++++ Extracted material ++++

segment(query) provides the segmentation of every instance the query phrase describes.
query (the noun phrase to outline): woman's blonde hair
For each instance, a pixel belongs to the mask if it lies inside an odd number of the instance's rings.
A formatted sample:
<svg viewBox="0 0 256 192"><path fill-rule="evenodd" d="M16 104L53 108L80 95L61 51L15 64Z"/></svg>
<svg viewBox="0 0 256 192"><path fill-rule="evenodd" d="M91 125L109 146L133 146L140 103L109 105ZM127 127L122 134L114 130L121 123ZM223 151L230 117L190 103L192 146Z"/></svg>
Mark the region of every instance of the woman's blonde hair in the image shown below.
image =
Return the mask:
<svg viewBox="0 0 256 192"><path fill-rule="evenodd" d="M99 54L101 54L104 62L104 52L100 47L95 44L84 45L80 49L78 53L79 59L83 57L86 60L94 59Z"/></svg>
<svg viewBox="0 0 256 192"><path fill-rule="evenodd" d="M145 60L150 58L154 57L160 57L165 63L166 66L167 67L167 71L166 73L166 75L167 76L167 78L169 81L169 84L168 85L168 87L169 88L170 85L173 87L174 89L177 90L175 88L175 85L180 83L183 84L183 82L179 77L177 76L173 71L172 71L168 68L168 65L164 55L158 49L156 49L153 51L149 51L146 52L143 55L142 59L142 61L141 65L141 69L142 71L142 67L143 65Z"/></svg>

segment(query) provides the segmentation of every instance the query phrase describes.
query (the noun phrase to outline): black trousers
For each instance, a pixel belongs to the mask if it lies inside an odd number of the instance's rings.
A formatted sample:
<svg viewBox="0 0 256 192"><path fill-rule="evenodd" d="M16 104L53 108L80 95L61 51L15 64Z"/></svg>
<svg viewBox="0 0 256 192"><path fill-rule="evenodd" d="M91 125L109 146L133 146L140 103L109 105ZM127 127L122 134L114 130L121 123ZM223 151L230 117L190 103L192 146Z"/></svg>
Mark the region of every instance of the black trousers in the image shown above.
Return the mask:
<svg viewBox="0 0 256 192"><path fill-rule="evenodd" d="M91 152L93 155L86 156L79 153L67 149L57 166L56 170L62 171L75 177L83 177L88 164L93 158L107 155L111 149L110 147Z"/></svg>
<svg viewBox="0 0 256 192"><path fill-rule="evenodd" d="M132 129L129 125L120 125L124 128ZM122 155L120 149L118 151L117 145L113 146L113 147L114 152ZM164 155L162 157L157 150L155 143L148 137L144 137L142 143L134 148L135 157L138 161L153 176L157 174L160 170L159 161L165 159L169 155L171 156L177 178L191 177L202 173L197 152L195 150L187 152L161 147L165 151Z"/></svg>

++++

- What is required -
Can you convert the material above into a two-column CSV with headers input and output, one row per text, putting each text in input and the answer that follows it in output, with every field in quotes and its line breaks changed to spaces?

- Solution for this exercise -
input,output
"segment(query) provides the segmentation of every instance the query phrase describes. query (the noun phrase to outline): woman's blonde hair For each instance, a pixel belongs to the mask if it lies inside an odd number of the instance's rings. A formatted sample: <svg viewBox=""0 0 256 192""><path fill-rule=""evenodd"" d=""M16 104L53 108L80 95L61 51L15 64Z""/></svg> <svg viewBox=""0 0 256 192""><path fill-rule=""evenodd"" d=""M91 125L109 146L133 146L140 103L109 105ZM127 127L122 134L114 130L121 123ZM223 151L230 117L190 103L192 146Z""/></svg> Mark the region of every instance of the woman's blonde hair in the image shown below. image = Return the mask:","<svg viewBox=""0 0 256 192""><path fill-rule=""evenodd"" d=""M99 54L101 54L104 62L104 52L100 47L95 44L84 45L80 49L78 53L79 59L83 57L86 60L94 59Z""/></svg> <svg viewBox=""0 0 256 192""><path fill-rule=""evenodd"" d=""M145 60L150 58L154 57L160 57L165 63L166 66L167 67L167 71L166 73L166 75L167 76L167 78L169 81L169 84L168 85L168 87L169 88L170 85L173 87L174 89L177 90L175 88L175 85L180 83L183 84L183 82L179 77L177 76L173 71L172 71L168 68L168 65L164 55L158 49L156 49L153 51L149 51L146 52L143 55L142 59L142 61L141 65L141 69L142 71L142 67L143 65Z""/></svg>"
"segment(query) provides the segmentation of every instance the query phrase describes. query (the noun phrase to outline): black trousers For each instance, a pixel belongs to the mask if it lies inside an odd number of the instance's rings. A formatted sample: <svg viewBox=""0 0 256 192""><path fill-rule=""evenodd"" d=""M16 104L53 108L80 95L61 51L15 64Z""/></svg> <svg viewBox=""0 0 256 192""><path fill-rule=""evenodd"" d=""M91 125L109 146L133 146L140 103L109 105ZM127 127L122 134L114 130L121 123ZM223 151L230 117L190 103L192 146Z""/></svg> Mark the region of every instance of the black trousers in the image shown above. Return the mask:","<svg viewBox=""0 0 256 192""><path fill-rule=""evenodd"" d=""M91 152L93 155L86 156L79 153L67 149L57 166L56 170L62 171L75 177L83 177L88 164L93 158L107 155L111 149L110 147Z""/></svg> <svg viewBox=""0 0 256 192""><path fill-rule=""evenodd"" d=""M132 129L129 125L120 125L124 128ZM122 155L120 149L118 151L117 145L113 146L113 147L114 152ZM164 155L162 157L157 150L155 143L148 137L144 137L142 143L134 148L135 157L138 161L153 176L157 174L160 170L159 161L165 159L169 155L171 156L177 178L191 177L202 173L197 152L195 150L187 152L161 147L165 151Z""/></svg>"